== SOURCE MATERIAL ==

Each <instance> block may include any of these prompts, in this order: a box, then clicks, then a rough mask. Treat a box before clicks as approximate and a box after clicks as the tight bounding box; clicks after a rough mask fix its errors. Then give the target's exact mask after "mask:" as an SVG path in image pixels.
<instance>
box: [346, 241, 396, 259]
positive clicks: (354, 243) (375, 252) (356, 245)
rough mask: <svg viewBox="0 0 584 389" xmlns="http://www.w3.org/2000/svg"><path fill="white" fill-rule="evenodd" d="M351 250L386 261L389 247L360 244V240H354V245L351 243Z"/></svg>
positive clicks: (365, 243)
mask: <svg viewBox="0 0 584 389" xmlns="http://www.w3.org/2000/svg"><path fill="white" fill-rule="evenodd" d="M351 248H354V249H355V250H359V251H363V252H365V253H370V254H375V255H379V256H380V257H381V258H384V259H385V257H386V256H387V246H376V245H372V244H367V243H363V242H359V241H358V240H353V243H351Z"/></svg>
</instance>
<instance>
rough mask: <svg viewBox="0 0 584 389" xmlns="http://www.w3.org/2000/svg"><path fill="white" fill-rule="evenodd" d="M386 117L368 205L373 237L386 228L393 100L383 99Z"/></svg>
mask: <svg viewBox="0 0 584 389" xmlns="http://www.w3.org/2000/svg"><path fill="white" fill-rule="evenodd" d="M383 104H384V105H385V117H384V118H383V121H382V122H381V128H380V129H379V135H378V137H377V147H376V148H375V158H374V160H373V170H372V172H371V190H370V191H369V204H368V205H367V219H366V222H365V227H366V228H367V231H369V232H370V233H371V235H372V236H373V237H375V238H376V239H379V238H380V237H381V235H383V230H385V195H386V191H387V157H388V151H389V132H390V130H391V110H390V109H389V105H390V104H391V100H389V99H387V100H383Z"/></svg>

===

» **TASK TO COMPLETE**
Return the entries above exactly as they were written.

» **SOLUTION TO THIS PROBLEM**
Each <instance> block may include any of these prompts, in this order: a box, then clicks, then a rough mask. Treat a box before clicks as approximate and a box after clicks as the tight bounding box; clicks after a rough mask fix its errors. Then give the target's exact mask after "mask:" as an SVG path in image pixels.
<instance>
box: [346, 241, 396, 259]
positive clicks: (354, 243) (375, 252) (356, 245)
rough mask: <svg viewBox="0 0 584 389" xmlns="http://www.w3.org/2000/svg"><path fill="white" fill-rule="evenodd" d="M351 250L386 261L389 247L360 244V240H354V245L351 243Z"/></svg>
positive clicks: (365, 243)
mask: <svg viewBox="0 0 584 389" xmlns="http://www.w3.org/2000/svg"><path fill="white" fill-rule="evenodd" d="M351 248H354V249H355V250H359V251H363V252H365V253H370V254H375V255H379V256H380V257H381V258H384V259H385V257H386V256H387V246H376V245H372V244H367V243H363V242H359V241H358V240H353V243H351Z"/></svg>
</instance>
<instance>
rough mask: <svg viewBox="0 0 584 389" xmlns="http://www.w3.org/2000/svg"><path fill="white" fill-rule="evenodd" d="M386 117L368 205L373 237L386 228L393 100L383 99Z"/></svg>
mask: <svg viewBox="0 0 584 389" xmlns="http://www.w3.org/2000/svg"><path fill="white" fill-rule="evenodd" d="M383 104H384V105H385V117H384V118H383V121H382V122H381V128H380V129H379V135H378V137H377V147H376V148H375V158H374V160H373V170H372V172H371V190H370V191H369V204H368V205H367V219H366V222H365V227H366V228H367V231H369V232H370V233H371V235H372V236H373V237H375V238H376V239H379V238H380V237H381V235H383V230H385V195H386V191H387V157H388V151H389V132H390V130H391V110H390V109H389V105H390V104H391V100H389V99H387V100H383Z"/></svg>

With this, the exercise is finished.